--- Instructions for the task ---
Beginning with the line below that contains "Each <instance> block" and ending with the line that contains "positive clicks: (198, 28)", copy every line exactly. Copy nothing else.

--------------------------------------------------

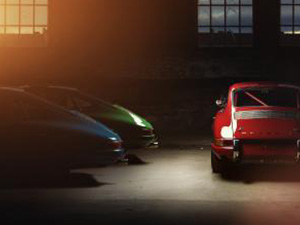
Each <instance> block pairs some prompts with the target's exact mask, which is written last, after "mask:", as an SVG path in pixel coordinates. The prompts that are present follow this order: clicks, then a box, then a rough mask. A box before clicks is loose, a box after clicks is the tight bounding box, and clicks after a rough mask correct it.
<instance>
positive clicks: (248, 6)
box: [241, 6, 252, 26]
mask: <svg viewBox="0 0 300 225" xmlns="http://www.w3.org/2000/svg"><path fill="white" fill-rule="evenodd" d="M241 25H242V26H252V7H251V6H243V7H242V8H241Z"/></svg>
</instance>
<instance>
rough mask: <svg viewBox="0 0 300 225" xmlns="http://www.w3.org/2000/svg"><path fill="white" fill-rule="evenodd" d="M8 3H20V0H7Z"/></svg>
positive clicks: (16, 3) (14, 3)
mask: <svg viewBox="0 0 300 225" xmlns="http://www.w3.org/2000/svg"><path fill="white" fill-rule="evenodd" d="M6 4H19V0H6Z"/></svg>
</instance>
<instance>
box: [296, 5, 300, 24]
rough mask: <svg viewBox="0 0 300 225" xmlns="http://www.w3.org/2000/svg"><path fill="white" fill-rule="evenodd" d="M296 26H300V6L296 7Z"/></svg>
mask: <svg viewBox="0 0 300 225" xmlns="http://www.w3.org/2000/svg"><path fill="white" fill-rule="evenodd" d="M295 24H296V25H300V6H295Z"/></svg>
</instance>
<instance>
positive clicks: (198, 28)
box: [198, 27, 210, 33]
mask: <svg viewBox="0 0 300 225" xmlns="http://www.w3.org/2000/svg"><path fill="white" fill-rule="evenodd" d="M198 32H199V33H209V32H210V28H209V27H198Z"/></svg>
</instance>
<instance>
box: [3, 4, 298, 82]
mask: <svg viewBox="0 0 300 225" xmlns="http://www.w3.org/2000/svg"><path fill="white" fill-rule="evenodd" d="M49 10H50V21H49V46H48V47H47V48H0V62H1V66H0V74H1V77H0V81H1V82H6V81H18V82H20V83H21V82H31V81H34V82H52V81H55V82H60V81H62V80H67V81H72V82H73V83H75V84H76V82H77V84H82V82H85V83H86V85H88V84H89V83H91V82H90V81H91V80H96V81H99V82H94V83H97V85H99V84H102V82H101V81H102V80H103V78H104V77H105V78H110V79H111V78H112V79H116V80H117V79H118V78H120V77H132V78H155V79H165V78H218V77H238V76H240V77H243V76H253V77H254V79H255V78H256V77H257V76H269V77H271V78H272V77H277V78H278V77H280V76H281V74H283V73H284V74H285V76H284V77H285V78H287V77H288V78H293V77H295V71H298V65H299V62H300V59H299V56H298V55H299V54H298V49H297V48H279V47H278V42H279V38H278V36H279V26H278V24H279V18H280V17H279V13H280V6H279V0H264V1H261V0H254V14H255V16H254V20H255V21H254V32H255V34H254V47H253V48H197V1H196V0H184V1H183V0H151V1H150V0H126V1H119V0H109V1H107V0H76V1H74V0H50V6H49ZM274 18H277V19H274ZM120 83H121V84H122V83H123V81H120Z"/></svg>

--------------------------------------------------

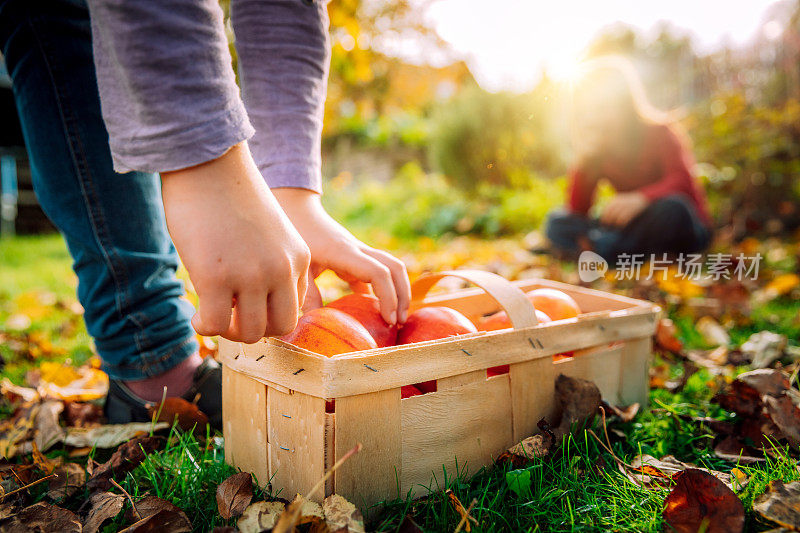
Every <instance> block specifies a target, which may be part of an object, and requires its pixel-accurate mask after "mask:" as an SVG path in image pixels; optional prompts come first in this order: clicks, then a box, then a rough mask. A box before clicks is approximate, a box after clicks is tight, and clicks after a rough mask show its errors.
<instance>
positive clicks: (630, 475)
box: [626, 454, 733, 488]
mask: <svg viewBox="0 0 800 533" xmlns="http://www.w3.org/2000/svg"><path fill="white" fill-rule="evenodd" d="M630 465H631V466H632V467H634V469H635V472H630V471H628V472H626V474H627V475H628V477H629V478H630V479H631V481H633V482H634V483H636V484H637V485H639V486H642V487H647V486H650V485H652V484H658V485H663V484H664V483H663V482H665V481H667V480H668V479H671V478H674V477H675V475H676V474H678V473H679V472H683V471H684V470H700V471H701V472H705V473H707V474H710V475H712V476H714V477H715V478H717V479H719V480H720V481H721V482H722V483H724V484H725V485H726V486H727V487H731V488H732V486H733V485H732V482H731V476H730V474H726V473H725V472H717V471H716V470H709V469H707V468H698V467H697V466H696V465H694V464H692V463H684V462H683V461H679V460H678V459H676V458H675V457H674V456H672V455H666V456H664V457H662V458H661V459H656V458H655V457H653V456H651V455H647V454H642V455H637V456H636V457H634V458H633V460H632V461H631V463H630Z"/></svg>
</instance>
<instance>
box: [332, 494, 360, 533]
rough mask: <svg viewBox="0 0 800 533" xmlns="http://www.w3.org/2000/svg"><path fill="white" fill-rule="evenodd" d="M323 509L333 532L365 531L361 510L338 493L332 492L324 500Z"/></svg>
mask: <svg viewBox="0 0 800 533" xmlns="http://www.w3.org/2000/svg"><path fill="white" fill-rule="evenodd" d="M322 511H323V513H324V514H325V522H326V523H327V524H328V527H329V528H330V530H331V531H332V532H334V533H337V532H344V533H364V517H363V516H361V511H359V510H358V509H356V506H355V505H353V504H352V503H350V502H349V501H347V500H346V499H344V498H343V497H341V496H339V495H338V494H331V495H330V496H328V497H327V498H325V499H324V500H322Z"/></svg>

--------------------------------------------------

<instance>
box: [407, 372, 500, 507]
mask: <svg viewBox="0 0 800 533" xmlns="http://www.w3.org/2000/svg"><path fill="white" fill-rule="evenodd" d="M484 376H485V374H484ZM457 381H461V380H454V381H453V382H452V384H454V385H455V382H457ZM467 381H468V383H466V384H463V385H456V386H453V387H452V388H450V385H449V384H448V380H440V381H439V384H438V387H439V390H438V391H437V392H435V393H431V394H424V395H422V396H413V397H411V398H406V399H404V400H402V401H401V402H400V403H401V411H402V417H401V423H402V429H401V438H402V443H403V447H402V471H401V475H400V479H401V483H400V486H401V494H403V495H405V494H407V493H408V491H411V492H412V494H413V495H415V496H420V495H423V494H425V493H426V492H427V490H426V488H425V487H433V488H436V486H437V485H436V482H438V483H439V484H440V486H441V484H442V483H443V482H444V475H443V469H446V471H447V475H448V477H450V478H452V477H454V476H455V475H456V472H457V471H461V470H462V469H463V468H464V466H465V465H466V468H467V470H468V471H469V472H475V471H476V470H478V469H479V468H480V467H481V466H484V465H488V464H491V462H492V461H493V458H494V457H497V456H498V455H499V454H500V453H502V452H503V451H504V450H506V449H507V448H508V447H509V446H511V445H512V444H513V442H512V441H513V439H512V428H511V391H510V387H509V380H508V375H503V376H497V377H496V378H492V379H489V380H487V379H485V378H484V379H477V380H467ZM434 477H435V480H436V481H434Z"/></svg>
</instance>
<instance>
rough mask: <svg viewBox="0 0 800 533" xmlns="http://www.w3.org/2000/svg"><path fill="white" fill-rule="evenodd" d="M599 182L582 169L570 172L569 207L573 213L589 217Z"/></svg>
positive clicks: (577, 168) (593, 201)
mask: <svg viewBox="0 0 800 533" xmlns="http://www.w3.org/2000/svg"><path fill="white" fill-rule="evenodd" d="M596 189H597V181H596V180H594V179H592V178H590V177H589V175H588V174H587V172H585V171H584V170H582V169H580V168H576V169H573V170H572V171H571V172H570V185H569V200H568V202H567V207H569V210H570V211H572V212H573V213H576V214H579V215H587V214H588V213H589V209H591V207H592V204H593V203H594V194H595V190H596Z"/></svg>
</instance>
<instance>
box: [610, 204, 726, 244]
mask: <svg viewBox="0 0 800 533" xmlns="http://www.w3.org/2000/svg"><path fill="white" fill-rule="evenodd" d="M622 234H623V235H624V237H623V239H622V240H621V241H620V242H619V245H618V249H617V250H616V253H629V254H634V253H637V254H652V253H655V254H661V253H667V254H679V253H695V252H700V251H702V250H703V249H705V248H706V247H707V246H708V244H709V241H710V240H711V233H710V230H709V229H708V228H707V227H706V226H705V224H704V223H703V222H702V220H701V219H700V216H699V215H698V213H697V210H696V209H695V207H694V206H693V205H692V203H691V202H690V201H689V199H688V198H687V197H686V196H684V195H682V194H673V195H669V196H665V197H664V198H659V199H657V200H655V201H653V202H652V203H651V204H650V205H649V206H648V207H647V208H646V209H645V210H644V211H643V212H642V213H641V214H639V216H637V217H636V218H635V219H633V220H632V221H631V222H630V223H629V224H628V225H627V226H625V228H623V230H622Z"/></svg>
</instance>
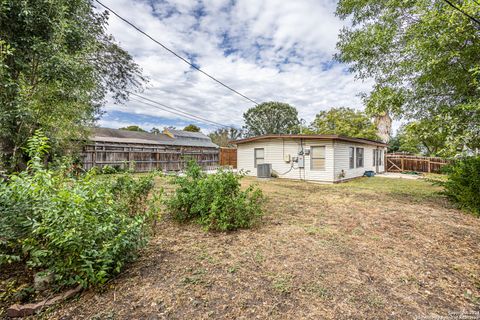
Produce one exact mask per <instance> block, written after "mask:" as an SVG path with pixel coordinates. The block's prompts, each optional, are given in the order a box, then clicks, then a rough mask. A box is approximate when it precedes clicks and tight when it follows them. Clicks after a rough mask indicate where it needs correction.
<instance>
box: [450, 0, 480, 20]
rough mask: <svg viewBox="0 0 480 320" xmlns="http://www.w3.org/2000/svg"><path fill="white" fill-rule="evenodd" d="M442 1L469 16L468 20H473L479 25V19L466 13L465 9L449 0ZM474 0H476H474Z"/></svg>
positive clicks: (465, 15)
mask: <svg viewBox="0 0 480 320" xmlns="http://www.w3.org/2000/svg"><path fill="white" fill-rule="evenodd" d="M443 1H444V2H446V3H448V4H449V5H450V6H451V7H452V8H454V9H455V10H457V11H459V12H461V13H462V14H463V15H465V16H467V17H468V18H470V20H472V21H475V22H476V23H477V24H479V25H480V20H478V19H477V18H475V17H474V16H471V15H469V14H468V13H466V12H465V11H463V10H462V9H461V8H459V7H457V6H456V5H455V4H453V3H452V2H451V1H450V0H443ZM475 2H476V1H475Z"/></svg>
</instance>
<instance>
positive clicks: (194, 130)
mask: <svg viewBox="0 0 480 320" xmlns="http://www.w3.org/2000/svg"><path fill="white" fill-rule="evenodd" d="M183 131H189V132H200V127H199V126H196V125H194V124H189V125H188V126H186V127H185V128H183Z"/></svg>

--------------------------------------------------

--- Answer area ---
Each <instance> block pairs some prompts with the target's exact mask, which is written last, after "mask:", as an SVG path in pixel coordinates. The prompts that are present follow this order: clicks, then a box, then a rough mask. A box before clicks is loose, a box after clicks is the tight bounding box, and clicks after a rough mask correct it.
<instance>
positive clicks: (248, 6)
box: [241, 6, 252, 26]
mask: <svg viewBox="0 0 300 225" xmlns="http://www.w3.org/2000/svg"><path fill="white" fill-rule="evenodd" d="M241 25H242V26H252V7H251V6H243V7H242V8H241Z"/></svg>
</instance>
<instance>
rough mask: <svg viewBox="0 0 300 225" xmlns="http://www.w3.org/2000/svg"><path fill="white" fill-rule="evenodd" d="M8 3H20V0H7Z"/></svg>
positive clicks: (16, 3) (14, 3)
mask: <svg viewBox="0 0 300 225" xmlns="http://www.w3.org/2000/svg"><path fill="white" fill-rule="evenodd" d="M6 4H19V0H6Z"/></svg>
</instance>
<instance>
box: [296, 5, 300, 24]
rough mask: <svg viewBox="0 0 300 225" xmlns="http://www.w3.org/2000/svg"><path fill="white" fill-rule="evenodd" d="M296 26H300V6L296 7Z"/></svg>
mask: <svg viewBox="0 0 300 225" xmlns="http://www.w3.org/2000/svg"><path fill="white" fill-rule="evenodd" d="M295 24H296V25H300V6H295Z"/></svg>
</instance>
<instance>
positive clicks: (198, 28)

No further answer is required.